◆ **What you should do**
Reproduce verbatim the part of the records below that begins with the line containing "For the scoring pass, find every instance of the boot" and continues through the final line of the records.

· · ·

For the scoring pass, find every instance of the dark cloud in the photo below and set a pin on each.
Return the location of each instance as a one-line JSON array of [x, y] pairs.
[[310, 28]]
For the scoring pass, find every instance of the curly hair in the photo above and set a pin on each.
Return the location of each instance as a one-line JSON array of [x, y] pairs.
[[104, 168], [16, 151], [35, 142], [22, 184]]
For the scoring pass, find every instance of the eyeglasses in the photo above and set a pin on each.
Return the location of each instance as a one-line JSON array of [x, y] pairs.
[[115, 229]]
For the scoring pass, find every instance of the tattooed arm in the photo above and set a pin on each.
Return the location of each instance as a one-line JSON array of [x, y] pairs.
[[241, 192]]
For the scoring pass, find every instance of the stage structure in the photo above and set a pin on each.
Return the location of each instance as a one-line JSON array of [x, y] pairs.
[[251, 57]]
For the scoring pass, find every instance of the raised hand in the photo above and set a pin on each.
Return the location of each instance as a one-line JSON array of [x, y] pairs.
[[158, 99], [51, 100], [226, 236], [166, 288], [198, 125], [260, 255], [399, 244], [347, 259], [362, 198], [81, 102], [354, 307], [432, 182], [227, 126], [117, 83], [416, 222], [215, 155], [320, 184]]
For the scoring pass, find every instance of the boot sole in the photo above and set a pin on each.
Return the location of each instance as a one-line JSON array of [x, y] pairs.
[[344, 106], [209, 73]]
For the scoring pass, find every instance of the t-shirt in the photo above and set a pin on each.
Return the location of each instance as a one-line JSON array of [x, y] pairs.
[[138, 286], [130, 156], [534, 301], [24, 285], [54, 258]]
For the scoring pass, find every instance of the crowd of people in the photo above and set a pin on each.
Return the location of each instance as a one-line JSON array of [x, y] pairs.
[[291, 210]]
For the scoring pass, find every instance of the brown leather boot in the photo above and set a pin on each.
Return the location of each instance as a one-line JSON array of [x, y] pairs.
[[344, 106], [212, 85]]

· · ·

◆ **Solved exercise**
For the scoring pass, find every instance of the boot sole in the photo above and set a pin on each.
Return the location of each instance as a one-line JSON array of [x, y] pairs.
[[344, 106], [209, 73]]
For the scoring pass, find every instance of the t-shirt in the photo above and set a pin on each.
Return the location of each instance as a one-line JSON array of [x, y] pairs.
[[138, 286], [130, 156], [534, 301], [24, 285], [54, 258]]
For the scoring pass, find every instance of the crowd of people in the photo above and set a pin on each.
Return the location of each instance as a one-line JSON array of [x, y] pairs.
[[291, 210]]
For the scoring pass, find every instance of the brown leather boot in the photo above and set a pin on each.
Return the location of each instance as a one-line JSON array of [x, y] pairs.
[[344, 106], [212, 85]]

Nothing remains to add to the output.